DIRECTIONS FOR THIS TASK = Can you write out every line of the records below again, requests included, increasing each bounding-box coordinate in the answers by 114 and keeping the requests and their sample boxes as they are? Leave the pictures out of your answer.

=== RECORDS TO PROCESS ===

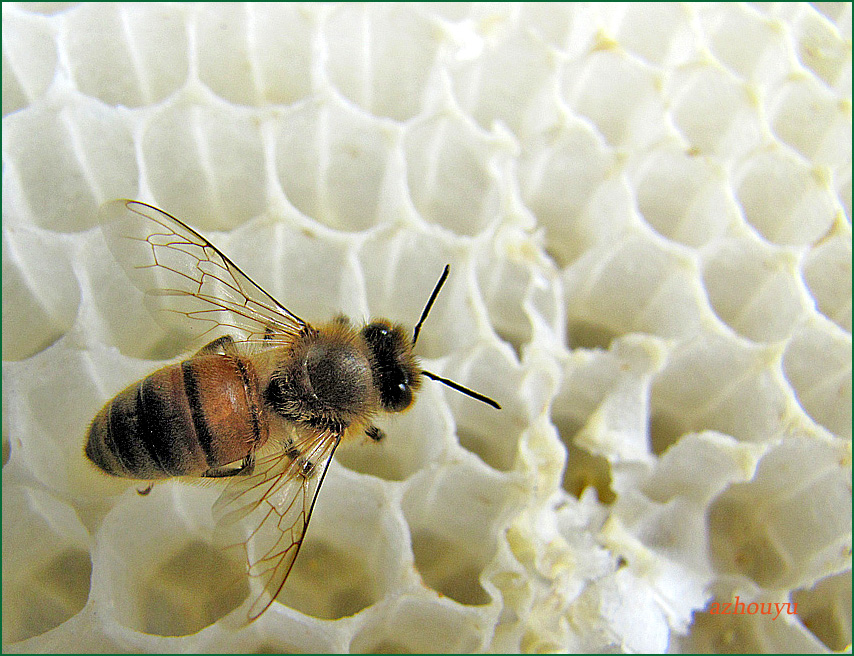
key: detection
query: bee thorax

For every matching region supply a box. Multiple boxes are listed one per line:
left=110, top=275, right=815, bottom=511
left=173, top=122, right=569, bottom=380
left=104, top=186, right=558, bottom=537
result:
left=265, top=341, right=373, bottom=432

===

SOLUTION TO THIS TASK =
key: detection
query: bee thorax

For every matching region supply a box. Multiple boxes are listed one per line:
left=110, top=275, right=815, bottom=511
left=173, top=122, right=569, bottom=380
left=104, top=186, right=558, bottom=537
result:
left=379, top=455, right=487, bottom=546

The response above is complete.